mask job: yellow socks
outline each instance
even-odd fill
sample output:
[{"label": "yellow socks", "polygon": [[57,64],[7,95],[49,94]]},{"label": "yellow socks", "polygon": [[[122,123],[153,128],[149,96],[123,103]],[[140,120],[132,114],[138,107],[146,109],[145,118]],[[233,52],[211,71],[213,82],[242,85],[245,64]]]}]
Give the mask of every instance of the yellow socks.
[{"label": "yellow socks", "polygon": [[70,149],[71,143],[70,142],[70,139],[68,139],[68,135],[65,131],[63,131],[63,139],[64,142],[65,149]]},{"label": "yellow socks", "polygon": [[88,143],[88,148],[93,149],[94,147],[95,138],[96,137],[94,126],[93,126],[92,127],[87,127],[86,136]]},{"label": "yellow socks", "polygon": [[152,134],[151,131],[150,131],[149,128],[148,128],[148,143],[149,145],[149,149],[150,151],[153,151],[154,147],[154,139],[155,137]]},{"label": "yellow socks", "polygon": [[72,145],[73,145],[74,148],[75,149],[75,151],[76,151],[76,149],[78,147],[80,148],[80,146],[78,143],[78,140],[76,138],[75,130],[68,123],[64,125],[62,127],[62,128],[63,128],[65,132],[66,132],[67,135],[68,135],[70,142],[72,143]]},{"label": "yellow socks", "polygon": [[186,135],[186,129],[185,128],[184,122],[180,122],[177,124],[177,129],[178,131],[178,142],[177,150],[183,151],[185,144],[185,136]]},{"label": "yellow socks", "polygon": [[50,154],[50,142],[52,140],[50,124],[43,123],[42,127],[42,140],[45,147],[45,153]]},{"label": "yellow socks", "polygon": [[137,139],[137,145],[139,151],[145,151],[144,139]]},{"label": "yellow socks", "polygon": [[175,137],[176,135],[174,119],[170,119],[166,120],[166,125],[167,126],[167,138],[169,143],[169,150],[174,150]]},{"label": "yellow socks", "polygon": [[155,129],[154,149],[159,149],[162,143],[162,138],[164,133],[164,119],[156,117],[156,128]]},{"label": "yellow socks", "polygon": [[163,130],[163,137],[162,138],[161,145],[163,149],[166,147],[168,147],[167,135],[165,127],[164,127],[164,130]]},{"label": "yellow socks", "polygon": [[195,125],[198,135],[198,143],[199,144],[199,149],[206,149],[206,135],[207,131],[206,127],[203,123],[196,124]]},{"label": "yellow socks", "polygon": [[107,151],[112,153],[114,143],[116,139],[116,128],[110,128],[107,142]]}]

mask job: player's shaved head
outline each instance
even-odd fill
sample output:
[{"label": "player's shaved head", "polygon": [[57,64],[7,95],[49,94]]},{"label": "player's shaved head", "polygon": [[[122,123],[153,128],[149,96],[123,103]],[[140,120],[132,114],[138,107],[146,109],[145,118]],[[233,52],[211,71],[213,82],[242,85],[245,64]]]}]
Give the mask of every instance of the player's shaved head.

__WRITTEN INSTRUCTION__. Rewrite every line of the items above as one numbered list, skipping any blank lines.

__RESPONSE__.
1. mask job: yellow socks
2. outline each instance
3. even-odd fill
4. sample output:
5. [{"label": "yellow socks", "polygon": [[57,64],[7,95],[49,94]]},{"label": "yellow socks", "polygon": [[[122,123],[153,128],[149,96],[123,103]],[[140,120],[132,114],[138,107],[146,109],[145,118]],[[233,52],[211,71],[213,82],[242,85],[245,64]]]}]
6. Give the mask of every instance of the yellow socks.
7. [{"label": "yellow socks", "polygon": [[70,149],[71,143],[70,142],[70,139],[68,139],[68,135],[65,131],[63,131],[63,139],[64,142],[65,149]]},{"label": "yellow socks", "polygon": [[88,143],[88,148],[93,149],[94,147],[95,138],[96,137],[94,126],[93,126],[92,127],[87,127],[86,136]]},{"label": "yellow socks", "polygon": [[152,134],[151,131],[150,131],[149,128],[148,128],[148,143],[149,145],[149,149],[150,151],[153,151],[154,147],[154,139],[155,137]]},{"label": "yellow socks", "polygon": [[72,145],[73,145],[74,148],[75,149],[75,151],[76,151],[76,149],[78,147],[80,148],[80,146],[78,143],[78,140],[76,138],[75,130],[68,123],[64,125],[62,127],[62,128],[63,128],[65,132],[66,132],[67,135],[68,135],[70,142],[72,143]]},{"label": "yellow socks", "polygon": [[186,135],[186,129],[185,128],[184,122],[180,122],[177,124],[177,129],[178,131],[178,142],[177,150],[183,151],[185,144],[185,136]]},{"label": "yellow socks", "polygon": [[50,154],[50,142],[52,140],[50,124],[43,123],[42,127],[42,140],[45,147],[45,153]]},{"label": "yellow socks", "polygon": [[137,139],[137,145],[139,151],[145,151],[144,139]]},{"label": "yellow socks", "polygon": [[175,137],[176,135],[174,119],[170,119],[166,120],[166,125],[167,126],[167,138],[169,143],[169,150],[174,150]]},{"label": "yellow socks", "polygon": [[155,129],[154,149],[159,149],[162,143],[162,138],[164,133],[164,119],[156,117],[156,128]]},{"label": "yellow socks", "polygon": [[163,130],[163,137],[162,138],[161,145],[163,149],[166,147],[168,147],[167,135],[165,127],[164,127],[164,130]]},{"label": "yellow socks", "polygon": [[195,125],[198,135],[198,143],[199,144],[199,149],[206,149],[206,135],[207,131],[206,127],[203,123],[196,124]]},{"label": "yellow socks", "polygon": [[107,151],[112,153],[114,143],[116,139],[116,128],[110,128],[107,142]]}]
8. mask job: player's shaved head
9. outline each instance
10. even-odd fill
11. sample output:
12. [{"label": "player's shaved head", "polygon": [[57,64],[7,95],[49,94]]},{"label": "player's shaved head", "polygon": [[[122,123],[153,128],[149,96],[123,103]],[[140,120],[132,114],[138,107],[146,109],[145,118]],[[233,52],[211,71],[213,82],[242,85],[245,64]]]}]
13. Give the mask of every instance of the player's shaved head.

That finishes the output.